Entries taken from a collection
--- START ---

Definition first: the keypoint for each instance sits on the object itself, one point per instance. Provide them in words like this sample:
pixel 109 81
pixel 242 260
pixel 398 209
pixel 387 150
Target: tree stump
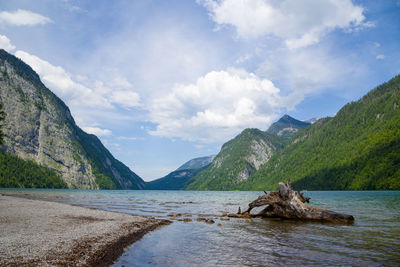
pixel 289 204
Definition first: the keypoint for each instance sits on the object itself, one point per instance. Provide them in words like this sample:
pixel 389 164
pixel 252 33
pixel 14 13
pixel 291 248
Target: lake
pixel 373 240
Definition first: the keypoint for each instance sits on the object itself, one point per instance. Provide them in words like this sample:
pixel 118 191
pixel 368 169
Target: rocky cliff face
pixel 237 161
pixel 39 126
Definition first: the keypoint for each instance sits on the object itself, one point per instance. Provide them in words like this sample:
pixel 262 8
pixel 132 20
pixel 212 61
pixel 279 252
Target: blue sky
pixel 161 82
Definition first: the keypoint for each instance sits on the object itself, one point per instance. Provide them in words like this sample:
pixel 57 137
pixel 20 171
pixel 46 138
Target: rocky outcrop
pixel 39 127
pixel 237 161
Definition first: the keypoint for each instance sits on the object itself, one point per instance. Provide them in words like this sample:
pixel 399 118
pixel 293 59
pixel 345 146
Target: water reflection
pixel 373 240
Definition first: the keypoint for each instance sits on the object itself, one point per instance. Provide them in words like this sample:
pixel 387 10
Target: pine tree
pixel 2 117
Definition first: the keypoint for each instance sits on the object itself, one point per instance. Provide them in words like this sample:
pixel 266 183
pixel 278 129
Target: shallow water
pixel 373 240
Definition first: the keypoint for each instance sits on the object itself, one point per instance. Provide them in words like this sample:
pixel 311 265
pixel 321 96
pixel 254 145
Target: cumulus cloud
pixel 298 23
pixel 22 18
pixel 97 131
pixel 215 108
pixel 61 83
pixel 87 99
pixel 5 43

--- END ---

__Exercise goal__: When you copy the records above, keep every word exact and leave out the pictures they contain.

__Solution to the exercise__:
Definition first: the keypoint for each instance sits on the object itself, one point per instance. Provide them in words like this sample:
pixel 109 81
pixel 242 260
pixel 398 209
pixel 387 150
Target: tree stump
pixel 289 204
Definition first: the keypoint for each instance sits on the object itself, one point per instance. Provide them in words like this sample:
pixel 389 164
pixel 252 33
pixel 14 13
pixel 291 248
Target: lake
pixel 373 240
Definition first: the keypoint for each instance sits on the object itself, one point per instance. Provide them in words like this sample:
pixel 118 191
pixel 368 169
Target: rocky cliff face
pixel 237 161
pixel 39 126
Definition first: the keypoint for each instance sits on the object itself, one point per instance. Provide them in words like this sample:
pixel 262 8
pixel 132 20
pixel 212 61
pixel 279 252
Target: blue sky
pixel 161 82
Definition first: the keypoint for each instance sits on the object itself, one point per instance. Provide them in words like this sample:
pixel 57 137
pixel 20 171
pixel 46 138
Target: rocky outcrop
pixel 39 127
pixel 237 161
Definition first: the keypoint for each instance sits on the object itself, one point per instance. Provide them in words like this sample:
pixel 399 118
pixel 293 59
pixel 345 146
Target: water reflection
pixel 373 240
Definition first: the keypoint for each instance sits on the object itself, one point per instance. Provide them in words like this sample:
pixel 387 10
Target: pine tree
pixel 2 117
Definition first: the keypoint for each instance sits on the object itself, one point per instance. Provide them in words like this sample:
pixel 266 183
pixel 278 129
Target: shallow water
pixel 373 240
Definition first: the keypoint for each instance sits on the object itself, one point per instance. Provide them in words like this sample:
pixel 311 265
pixel 321 96
pixel 254 145
Target: cumulus cloud
pixel 298 23
pixel 22 18
pixel 97 131
pixel 215 108
pixel 61 83
pixel 87 99
pixel 5 43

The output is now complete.